# START OF PROVIDED DATA

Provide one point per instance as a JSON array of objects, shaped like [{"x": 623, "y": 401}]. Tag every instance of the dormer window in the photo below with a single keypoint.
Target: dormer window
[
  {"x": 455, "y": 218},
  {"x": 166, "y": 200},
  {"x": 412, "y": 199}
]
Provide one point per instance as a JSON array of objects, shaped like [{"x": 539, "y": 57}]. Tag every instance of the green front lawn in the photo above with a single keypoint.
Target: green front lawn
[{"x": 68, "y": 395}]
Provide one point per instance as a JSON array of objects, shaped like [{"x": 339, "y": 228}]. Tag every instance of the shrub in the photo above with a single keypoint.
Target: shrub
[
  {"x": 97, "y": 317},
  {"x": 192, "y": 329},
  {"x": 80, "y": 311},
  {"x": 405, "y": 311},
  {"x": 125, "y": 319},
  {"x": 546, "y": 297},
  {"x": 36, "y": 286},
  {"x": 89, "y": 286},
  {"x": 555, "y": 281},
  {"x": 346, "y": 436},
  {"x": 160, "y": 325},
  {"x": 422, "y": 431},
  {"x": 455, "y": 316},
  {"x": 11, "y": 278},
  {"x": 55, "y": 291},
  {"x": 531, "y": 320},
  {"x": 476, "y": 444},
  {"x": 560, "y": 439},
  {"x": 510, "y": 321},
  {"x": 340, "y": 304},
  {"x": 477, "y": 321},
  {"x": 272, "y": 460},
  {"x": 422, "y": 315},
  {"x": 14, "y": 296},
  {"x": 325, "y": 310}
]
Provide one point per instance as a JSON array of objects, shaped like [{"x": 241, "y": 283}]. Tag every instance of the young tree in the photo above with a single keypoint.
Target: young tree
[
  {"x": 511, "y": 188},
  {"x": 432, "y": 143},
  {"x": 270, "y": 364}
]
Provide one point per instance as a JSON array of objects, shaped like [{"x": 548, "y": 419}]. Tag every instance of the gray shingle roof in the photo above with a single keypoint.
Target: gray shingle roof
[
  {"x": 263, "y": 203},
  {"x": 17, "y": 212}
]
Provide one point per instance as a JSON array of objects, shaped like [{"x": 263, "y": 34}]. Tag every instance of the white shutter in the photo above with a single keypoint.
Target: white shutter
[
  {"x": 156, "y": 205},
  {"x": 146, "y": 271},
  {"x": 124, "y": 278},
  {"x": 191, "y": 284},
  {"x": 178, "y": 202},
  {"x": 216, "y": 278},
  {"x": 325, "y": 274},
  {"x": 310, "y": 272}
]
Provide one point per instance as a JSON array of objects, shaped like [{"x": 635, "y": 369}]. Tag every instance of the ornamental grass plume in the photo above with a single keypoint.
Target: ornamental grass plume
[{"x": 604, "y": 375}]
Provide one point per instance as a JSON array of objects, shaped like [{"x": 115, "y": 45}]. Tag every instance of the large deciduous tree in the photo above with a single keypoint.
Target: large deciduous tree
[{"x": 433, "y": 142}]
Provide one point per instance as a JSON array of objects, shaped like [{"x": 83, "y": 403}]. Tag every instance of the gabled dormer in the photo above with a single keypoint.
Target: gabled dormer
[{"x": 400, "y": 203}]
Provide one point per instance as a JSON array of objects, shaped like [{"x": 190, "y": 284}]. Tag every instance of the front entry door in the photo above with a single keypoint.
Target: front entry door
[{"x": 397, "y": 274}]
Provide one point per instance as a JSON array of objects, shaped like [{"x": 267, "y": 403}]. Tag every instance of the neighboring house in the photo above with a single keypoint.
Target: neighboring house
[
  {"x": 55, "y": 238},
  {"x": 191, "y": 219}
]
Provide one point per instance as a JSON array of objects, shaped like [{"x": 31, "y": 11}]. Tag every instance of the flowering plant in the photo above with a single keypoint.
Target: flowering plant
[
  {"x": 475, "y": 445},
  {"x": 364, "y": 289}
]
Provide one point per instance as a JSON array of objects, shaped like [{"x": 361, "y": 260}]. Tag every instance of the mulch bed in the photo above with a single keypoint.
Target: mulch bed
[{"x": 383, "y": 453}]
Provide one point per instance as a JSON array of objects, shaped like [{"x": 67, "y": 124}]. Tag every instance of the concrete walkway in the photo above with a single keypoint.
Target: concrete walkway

# END OF PROVIDED DATA

> [TASK GOAL]
Could you copy out all of the records above, word for word and unchanged?

> [SOLUTION TO THIS PROBLEM]
Provide one point per instance as a JSON array of objects, shaped like [{"x": 623, "y": 401}]. Tag every instance of the dormer window in the photo below with a single keypoint.
Target: dormer window
[
  {"x": 455, "y": 218},
  {"x": 166, "y": 200},
  {"x": 412, "y": 199}
]
Provide one point per instance as a JSON array of objects, shaped like [{"x": 539, "y": 57}]. Tag every instance of the green front lawn in the photo above with a single keypoint.
Target: green front lawn
[{"x": 68, "y": 395}]
Provide one point per instance as a JSON array of objects, shaped like [{"x": 339, "y": 228}]. Tag every instance of the shrub in the photo above with a single keypoint.
Target: shrub
[
  {"x": 97, "y": 317},
  {"x": 192, "y": 329},
  {"x": 80, "y": 311},
  {"x": 405, "y": 311},
  {"x": 125, "y": 319},
  {"x": 546, "y": 297},
  {"x": 36, "y": 286},
  {"x": 89, "y": 286},
  {"x": 555, "y": 281},
  {"x": 346, "y": 436},
  {"x": 160, "y": 325},
  {"x": 422, "y": 431},
  {"x": 455, "y": 316},
  {"x": 11, "y": 278},
  {"x": 55, "y": 291},
  {"x": 531, "y": 320},
  {"x": 476, "y": 444},
  {"x": 560, "y": 439},
  {"x": 510, "y": 321},
  {"x": 340, "y": 304},
  {"x": 477, "y": 321},
  {"x": 272, "y": 460},
  {"x": 422, "y": 315},
  {"x": 14, "y": 296},
  {"x": 325, "y": 310}
]
Provide one point per instance as a JSON array of objects, shaped like [{"x": 241, "y": 283}]. Tag every instance of the young tree in the photo above with a single keypoint.
Target: young tree
[
  {"x": 511, "y": 188},
  {"x": 432, "y": 143},
  {"x": 270, "y": 364}
]
Provide one point per instance as a JSON array of objects, shaped like [{"x": 548, "y": 419}]. Tag every instance of the gray shingle roof in the photo above with a single keypoint.
Target: gray shingle roof
[
  {"x": 263, "y": 203},
  {"x": 17, "y": 212}
]
Provide one point per instance as a JSON array of objects, shaped like [{"x": 263, "y": 34}]. Tag every instance of the white shutter in the photo above with a single keypoint.
Target: white shutter
[
  {"x": 156, "y": 205},
  {"x": 146, "y": 271},
  {"x": 124, "y": 278},
  {"x": 191, "y": 284},
  {"x": 178, "y": 202},
  {"x": 216, "y": 278},
  {"x": 325, "y": 274},
  {"x": 310, "y": 272}
]
Provide one point per instance as a JSON array of objects, shaped like [{"x": 635, "y": 369}]. Tag every instance of the ornamental grass plume in the photo above with a single keypoint.
Target: ornamental grass plume
[{"x": 604, "y": 375}]
Provide one point per instance as a JSON array of objects, shaped like [{"x": 115, "y": 45}]. Tag every instance of the large deciduous tree in the photo above with a single keypoint.
Target: large deciduous tree
[{"x": 433, "y": 142}]
Provide one point per instance as a JSON array of objects, shaped like [{"x": 83, "y": 403}]. Tag every instance of the gabled dormer in the photo above with a single keypoint.
Target: gabled dormer
[{"x": 400, "y": 203}]
Provide one point per instance as a JSON array of objects, shaped like [{"x": 190, "y": 284}]. Tag every instance of the front entry door in the photo above with a single keypoint.
Target: front entry door
[{"x": 397, "y": 274}]
Provide one point per instance as a JSON array of objects, shaped like [{"x": 267, "y": 403}]. Tag every instance of the neighboring house in the photo above with a single keypoint.
Target: neighboring house
[
  {"x": 55, "y": 238},
  {"x": 191, "y": 219}
]
Provide one point per instance as a JSON array of objects, shaped like [{"x": 31, "y": 11}]. Tag every instance of the flowering plant in the photo above with a single keypoint.
Target: flowering plant
[
  {"x": 475, "y": 445},
  {"x": 364, "y": 289}
]
Provide one point per instance as a JSON array of objects, shaped like [{"x": 361, "y": 260}]. Tag every instance of the mulch bed in the photo above with a single keypoint.
Target: mulch bed
[{"x": 383, "y": 453}]
Provide one point per instance as a JSON array of objects, shaped like [{"x": 67, "y": 124}]. Tag every instance of the concrete walkway in the photo above with a single keypoint.
Target: concrete walkway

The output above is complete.